- Problem: Write out an exact copy of the line with "Where in this photo can the utility" and of each line after it, through the end of the records below.

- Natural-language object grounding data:
►
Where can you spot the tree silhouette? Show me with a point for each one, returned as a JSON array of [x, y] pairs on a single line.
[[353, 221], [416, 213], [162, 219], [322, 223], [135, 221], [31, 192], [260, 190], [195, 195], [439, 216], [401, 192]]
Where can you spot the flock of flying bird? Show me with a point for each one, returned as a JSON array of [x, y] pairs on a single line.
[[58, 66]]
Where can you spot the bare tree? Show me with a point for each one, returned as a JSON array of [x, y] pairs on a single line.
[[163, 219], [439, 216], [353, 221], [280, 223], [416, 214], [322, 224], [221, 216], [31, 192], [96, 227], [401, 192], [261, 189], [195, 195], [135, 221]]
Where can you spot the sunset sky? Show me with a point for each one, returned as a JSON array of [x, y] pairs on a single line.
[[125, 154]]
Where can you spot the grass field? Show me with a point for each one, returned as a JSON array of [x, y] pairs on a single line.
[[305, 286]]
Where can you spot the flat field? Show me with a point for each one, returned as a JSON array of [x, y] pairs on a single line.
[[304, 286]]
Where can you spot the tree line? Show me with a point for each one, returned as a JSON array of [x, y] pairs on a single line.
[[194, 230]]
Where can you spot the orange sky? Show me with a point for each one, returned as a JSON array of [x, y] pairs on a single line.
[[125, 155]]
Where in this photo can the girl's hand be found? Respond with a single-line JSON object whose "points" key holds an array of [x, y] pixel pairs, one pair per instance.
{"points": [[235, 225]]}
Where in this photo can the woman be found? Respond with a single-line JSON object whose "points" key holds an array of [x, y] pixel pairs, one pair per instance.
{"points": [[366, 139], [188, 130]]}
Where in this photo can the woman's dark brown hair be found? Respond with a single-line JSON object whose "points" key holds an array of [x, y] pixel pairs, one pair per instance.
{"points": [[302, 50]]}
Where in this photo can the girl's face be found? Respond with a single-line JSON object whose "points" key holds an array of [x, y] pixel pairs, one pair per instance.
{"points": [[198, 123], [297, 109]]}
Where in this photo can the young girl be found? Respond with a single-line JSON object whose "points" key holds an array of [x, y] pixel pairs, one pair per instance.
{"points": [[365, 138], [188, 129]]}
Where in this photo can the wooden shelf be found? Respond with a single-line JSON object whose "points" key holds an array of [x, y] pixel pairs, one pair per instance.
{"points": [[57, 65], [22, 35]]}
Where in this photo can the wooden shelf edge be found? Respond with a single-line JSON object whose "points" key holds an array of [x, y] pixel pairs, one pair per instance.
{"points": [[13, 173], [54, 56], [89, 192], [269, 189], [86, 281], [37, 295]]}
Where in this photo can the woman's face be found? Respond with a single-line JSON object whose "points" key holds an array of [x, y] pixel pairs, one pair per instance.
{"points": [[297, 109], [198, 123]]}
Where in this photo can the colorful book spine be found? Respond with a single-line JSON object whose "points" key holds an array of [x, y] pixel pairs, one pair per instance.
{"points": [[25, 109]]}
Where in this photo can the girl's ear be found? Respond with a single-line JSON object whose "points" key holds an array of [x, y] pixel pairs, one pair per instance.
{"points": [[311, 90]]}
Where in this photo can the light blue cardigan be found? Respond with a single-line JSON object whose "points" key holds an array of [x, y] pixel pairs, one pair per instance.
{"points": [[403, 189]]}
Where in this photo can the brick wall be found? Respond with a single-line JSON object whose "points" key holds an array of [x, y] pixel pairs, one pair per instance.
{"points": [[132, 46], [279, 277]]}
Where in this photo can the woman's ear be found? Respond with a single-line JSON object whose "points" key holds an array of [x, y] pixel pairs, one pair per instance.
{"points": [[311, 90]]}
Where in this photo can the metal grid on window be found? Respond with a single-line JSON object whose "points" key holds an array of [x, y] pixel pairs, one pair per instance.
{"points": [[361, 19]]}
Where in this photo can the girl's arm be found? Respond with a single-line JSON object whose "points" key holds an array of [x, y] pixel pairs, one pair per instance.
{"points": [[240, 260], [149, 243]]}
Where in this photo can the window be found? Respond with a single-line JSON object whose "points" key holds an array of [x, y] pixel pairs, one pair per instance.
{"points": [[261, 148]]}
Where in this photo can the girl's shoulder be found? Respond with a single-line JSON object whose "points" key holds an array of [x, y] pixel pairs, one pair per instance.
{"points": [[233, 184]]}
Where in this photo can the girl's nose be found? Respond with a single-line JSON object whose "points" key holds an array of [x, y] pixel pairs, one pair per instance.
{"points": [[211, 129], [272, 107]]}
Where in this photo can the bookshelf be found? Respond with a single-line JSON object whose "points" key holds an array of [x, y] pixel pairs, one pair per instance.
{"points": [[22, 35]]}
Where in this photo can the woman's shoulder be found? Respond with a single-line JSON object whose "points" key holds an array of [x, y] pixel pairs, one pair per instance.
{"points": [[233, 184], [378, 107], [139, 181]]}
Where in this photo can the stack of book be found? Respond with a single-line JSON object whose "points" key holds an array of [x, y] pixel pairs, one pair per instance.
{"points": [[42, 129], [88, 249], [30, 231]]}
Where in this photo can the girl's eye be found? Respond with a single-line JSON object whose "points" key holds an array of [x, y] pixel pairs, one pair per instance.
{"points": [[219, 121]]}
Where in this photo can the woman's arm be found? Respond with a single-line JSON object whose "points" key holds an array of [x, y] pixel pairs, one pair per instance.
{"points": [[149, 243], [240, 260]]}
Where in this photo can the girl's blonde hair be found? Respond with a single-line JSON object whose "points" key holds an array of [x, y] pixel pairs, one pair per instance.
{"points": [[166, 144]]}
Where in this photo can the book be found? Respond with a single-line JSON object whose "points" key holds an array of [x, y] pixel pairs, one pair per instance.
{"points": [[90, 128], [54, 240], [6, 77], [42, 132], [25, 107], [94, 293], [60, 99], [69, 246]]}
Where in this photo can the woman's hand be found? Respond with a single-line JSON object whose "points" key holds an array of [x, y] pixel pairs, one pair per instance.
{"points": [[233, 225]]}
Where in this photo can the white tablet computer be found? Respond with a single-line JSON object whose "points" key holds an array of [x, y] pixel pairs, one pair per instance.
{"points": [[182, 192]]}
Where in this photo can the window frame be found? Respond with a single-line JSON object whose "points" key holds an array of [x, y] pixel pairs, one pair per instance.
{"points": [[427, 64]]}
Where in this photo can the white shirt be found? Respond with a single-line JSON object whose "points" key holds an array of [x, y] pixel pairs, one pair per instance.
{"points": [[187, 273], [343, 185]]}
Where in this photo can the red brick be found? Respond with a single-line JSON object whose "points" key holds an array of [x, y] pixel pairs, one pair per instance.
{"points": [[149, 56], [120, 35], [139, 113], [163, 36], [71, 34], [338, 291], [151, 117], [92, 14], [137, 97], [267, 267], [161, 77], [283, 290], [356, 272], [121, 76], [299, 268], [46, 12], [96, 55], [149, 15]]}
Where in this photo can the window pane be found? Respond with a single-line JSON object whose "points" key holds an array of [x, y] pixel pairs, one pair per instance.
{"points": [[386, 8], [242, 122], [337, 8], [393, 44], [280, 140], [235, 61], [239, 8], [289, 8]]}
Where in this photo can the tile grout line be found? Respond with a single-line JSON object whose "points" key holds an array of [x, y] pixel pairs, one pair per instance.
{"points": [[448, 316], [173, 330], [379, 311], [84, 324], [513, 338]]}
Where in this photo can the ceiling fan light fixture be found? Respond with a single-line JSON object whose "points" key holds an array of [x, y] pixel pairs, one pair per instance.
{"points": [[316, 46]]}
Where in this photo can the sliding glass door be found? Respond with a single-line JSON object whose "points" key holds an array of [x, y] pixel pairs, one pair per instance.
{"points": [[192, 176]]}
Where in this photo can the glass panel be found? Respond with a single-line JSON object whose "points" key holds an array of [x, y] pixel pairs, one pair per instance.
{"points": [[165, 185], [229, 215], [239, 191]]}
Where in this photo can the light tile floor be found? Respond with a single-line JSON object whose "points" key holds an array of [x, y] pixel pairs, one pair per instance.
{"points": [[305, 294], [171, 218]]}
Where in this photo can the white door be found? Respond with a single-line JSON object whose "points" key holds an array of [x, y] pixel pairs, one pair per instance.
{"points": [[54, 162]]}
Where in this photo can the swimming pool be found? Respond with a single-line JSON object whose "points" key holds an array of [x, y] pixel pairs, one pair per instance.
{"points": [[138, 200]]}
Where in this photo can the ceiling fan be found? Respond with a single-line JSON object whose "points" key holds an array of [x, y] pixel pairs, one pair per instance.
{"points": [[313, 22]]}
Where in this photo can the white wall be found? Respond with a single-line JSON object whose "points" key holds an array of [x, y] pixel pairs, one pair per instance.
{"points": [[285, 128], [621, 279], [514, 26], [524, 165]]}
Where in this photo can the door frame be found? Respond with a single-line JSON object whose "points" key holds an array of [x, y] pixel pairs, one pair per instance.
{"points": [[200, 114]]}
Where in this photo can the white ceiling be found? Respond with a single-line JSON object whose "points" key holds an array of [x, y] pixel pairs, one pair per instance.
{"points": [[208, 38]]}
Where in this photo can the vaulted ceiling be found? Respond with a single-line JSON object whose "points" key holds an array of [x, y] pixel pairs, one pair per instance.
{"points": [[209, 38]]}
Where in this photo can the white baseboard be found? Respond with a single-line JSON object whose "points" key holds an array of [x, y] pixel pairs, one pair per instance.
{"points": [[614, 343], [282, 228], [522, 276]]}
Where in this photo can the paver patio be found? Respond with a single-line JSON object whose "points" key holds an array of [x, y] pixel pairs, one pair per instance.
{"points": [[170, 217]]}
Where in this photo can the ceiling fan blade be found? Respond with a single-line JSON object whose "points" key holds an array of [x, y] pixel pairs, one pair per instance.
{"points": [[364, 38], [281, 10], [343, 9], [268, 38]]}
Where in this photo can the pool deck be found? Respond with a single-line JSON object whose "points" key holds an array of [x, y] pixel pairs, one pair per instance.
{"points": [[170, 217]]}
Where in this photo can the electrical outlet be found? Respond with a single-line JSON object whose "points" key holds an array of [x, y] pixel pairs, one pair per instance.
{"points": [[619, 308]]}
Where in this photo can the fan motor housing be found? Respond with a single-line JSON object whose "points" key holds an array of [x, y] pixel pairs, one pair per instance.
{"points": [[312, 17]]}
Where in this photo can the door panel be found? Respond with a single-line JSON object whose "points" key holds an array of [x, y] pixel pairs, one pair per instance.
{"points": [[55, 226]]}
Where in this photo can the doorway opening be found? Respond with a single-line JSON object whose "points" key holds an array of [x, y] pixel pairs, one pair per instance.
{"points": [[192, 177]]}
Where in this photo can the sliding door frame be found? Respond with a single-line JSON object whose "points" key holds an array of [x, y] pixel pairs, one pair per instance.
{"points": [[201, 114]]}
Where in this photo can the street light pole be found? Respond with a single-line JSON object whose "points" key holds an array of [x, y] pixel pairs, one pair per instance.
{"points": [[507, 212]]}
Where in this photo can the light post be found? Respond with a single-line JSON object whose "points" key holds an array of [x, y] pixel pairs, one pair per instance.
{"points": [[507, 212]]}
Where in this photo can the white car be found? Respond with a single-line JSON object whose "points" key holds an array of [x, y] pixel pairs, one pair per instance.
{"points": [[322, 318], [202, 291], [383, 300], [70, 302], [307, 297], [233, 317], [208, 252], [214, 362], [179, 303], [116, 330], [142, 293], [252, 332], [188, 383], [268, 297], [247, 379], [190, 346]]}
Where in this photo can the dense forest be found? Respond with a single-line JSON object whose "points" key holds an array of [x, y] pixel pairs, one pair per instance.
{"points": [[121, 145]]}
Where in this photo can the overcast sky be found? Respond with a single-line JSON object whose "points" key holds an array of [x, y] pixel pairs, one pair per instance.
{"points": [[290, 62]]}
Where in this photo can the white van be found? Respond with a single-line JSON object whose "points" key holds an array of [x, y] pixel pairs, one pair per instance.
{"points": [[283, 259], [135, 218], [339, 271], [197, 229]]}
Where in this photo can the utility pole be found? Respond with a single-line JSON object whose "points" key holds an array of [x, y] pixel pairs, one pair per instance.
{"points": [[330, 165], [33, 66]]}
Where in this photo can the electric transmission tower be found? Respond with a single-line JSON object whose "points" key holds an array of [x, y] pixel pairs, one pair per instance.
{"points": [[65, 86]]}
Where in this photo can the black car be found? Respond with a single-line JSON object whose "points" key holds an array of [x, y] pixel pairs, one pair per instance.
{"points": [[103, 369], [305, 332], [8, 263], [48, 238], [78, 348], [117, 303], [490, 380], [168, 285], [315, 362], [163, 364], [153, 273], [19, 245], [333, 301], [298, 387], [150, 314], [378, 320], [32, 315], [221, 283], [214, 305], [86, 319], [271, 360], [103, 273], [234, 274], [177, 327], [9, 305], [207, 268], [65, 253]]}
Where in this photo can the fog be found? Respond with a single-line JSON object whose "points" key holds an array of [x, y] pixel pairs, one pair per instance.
◄
- Written response:
Where in this photo can the utility pole be found? Respond with a single-line JSON object whose "points" key holds an array of [x, y] pixel pairs, one pair per instance.
{"points": [[330, 165], [33, 66]]}
Where in this photo can the electric transmission tower be found? Respond with a single-line JSON object whose "points" key holds an array of [x, y] pixel pairs, one pair per instance.
{"points": [[65, 86]]}
Where in this photo can the black car be found? Respond with a single-line JSON object whose "points" key holds an array of [x, y] pixel pairs, one pair per instance.
{"points": [[103, 369], [305, 332], [8, 263], [48, 238], [78, 348], [117, 303], [490, 380], [168, 285], [315, 362], [163, 364], [153, 273], [19, 245], [333, 301], [298, 387], [150, 314], [378, 320], [32, 315], [221, 283], [214, 305], [86, 319], [271, 360], [103, 273], [234, 274], [177, 327], [9, 305], [207, 268], [65, 253]]}
Where in this photo can the fog be found? Respond with a single-line JSON object whose "points" key holds an array of [x, y] pixel pairs, one pair per instance.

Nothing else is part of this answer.